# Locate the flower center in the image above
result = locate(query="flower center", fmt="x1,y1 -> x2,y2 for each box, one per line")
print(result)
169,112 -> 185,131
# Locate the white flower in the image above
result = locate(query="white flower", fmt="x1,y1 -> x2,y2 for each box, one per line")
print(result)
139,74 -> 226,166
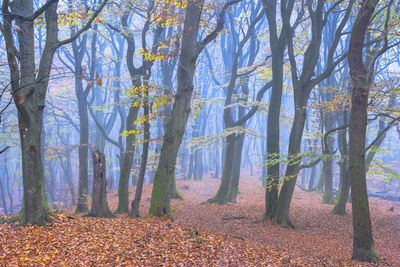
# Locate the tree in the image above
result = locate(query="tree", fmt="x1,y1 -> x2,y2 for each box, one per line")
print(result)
2,0 -> 107,225
348,0 -> 382,262
149,0 -> 240,216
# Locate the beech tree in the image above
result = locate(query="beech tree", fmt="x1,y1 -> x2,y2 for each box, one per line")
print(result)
149,0 -> 241,216
2,0 -> 107,225
348,0 -> 398,262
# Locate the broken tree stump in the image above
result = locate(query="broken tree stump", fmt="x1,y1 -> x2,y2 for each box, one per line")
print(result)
85,150 -> 114,218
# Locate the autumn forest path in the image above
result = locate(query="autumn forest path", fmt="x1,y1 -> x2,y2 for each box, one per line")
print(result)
76,174 -> 400,266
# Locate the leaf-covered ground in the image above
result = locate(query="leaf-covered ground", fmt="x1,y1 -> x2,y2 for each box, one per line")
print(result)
0,172 -> 400,266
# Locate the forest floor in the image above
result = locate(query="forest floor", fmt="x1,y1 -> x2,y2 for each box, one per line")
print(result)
0,175 -> 400,266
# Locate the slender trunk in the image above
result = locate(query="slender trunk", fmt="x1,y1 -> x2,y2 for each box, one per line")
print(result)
75,81 -> 89,213
115,106 -> 139,213
0,168 -> 8,215
86,150 -> 114,218
333,112 -> 350,214
322,116 -> 335,204
228,134 -> 244,203
18,89 -> 51,225
274,104 -> 308,227
207,134 -> 236,204
129,84 -> 150,218
348,0 -> 378,262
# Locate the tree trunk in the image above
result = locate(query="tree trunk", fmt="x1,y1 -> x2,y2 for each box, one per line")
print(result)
348,0 -> 378,262
129,86 -> 150,218
263,0 -> 292,219
274,104 -> 308,227
228,134 -> 245,203
115,106 -> 139,213
18,92 -> 51,225
333,115 -> 350,215
322,115 -> 335,204
85,150 -> 114,218
207,134 -> 236,204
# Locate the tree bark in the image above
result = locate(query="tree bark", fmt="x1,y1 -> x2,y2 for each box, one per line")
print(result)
86,150 -> 114,218
348,0 -> 378,262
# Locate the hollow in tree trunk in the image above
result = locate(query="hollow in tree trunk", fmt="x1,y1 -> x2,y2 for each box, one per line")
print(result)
86,150 -> 114,218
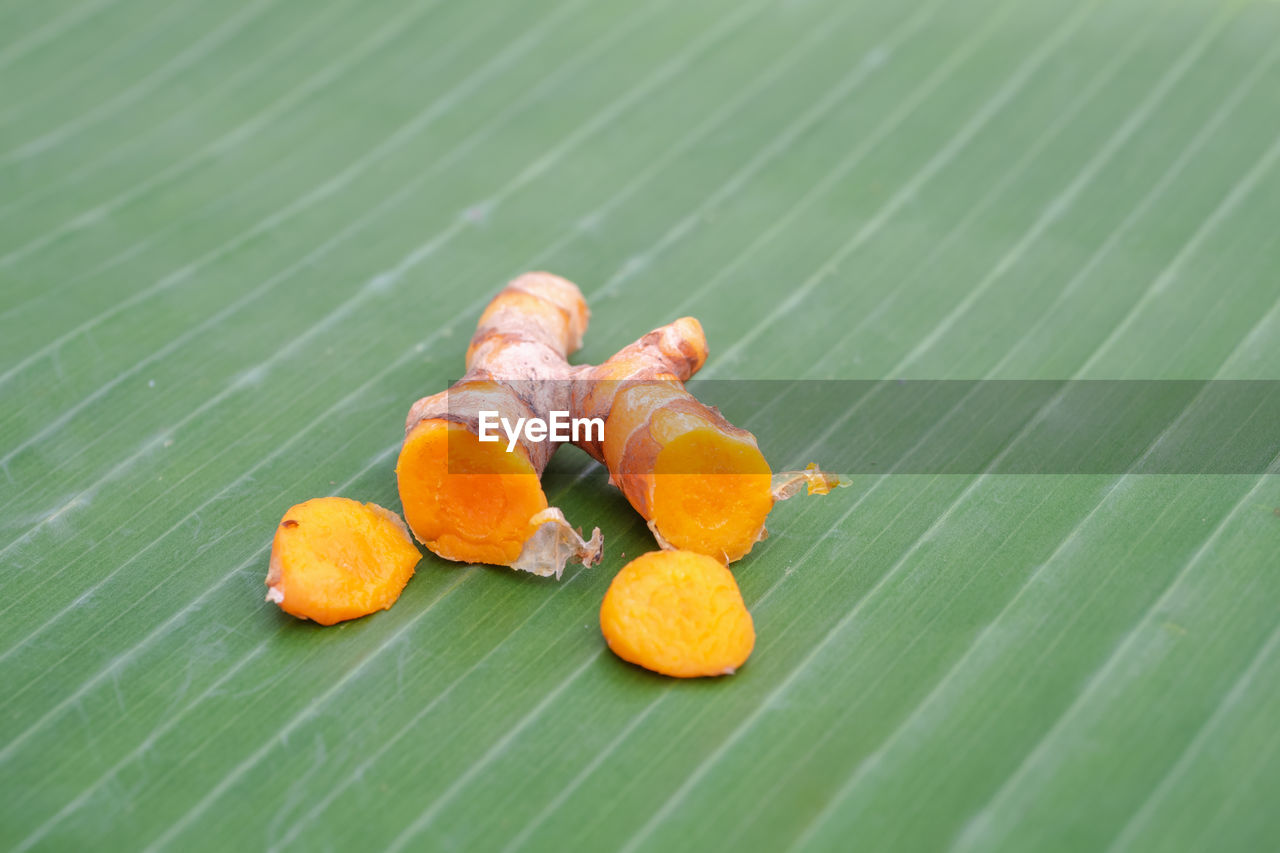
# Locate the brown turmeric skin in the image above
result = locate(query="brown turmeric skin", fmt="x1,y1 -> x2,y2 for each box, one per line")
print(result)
266,497 -> 422,625
396,273 -> 837,576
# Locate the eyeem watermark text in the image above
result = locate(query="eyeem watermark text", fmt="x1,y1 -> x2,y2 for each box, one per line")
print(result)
479,410 -> 604,453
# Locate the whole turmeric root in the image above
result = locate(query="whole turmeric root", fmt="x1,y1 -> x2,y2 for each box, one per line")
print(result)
396,273 -> 707,576
396,273 -> 602,576
396,273 -> 837,576
580,373 -> 842,564
266,497 -> 422,625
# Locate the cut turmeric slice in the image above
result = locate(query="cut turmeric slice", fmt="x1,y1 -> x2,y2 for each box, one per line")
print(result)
600,551 -> 755,679
266,497 -> 422,625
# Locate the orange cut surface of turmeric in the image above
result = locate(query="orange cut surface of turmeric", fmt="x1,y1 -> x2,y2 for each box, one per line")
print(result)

-*-

Write the lines out exactly, from the one with "# Locate the brown" down to the last line of the listing, and leave out all others.

# Locate the brown turmeric skin in the image above
result = locate(query="brown turmeric skin", fmt="x1,y1 -> x2,y2 for each box, one per line")
print(result)
266,497 -> 422,625
396,273 -> 837,576
# Locate the eyeem watermark text in the image above
result = locate(query="eyeem watermark text", fmt="x1,y1 -> x2,y2 for each box, one per line")
print(result)
479,410 -> 604,453
# Locate the whole turmeric root in the image above
result = locate(query="whole turmeric root", fmt="x1,y1 -> x2,y2 for each box, one per line")
print(result)
396,273 -> 707,576
396,273 -> 602,576
396,273 -> 837,576
580,373 -> 842,564
266,497 -> 422,625
# Locate the cut turmeric slice in the image above
result = locate(query="cut turmeric slice", fmt="x1,y1 -> x2,y2 for each box, one per line")
print(result)
600,551 -> 755,679
266,497 -> 422,625
# Locate the orange cut surface of turmeric in the image above
result = locate(query="orange cut surface of turmeric", fmt="x1,y1 -> x2,y2 for each box, one per line")
print(result)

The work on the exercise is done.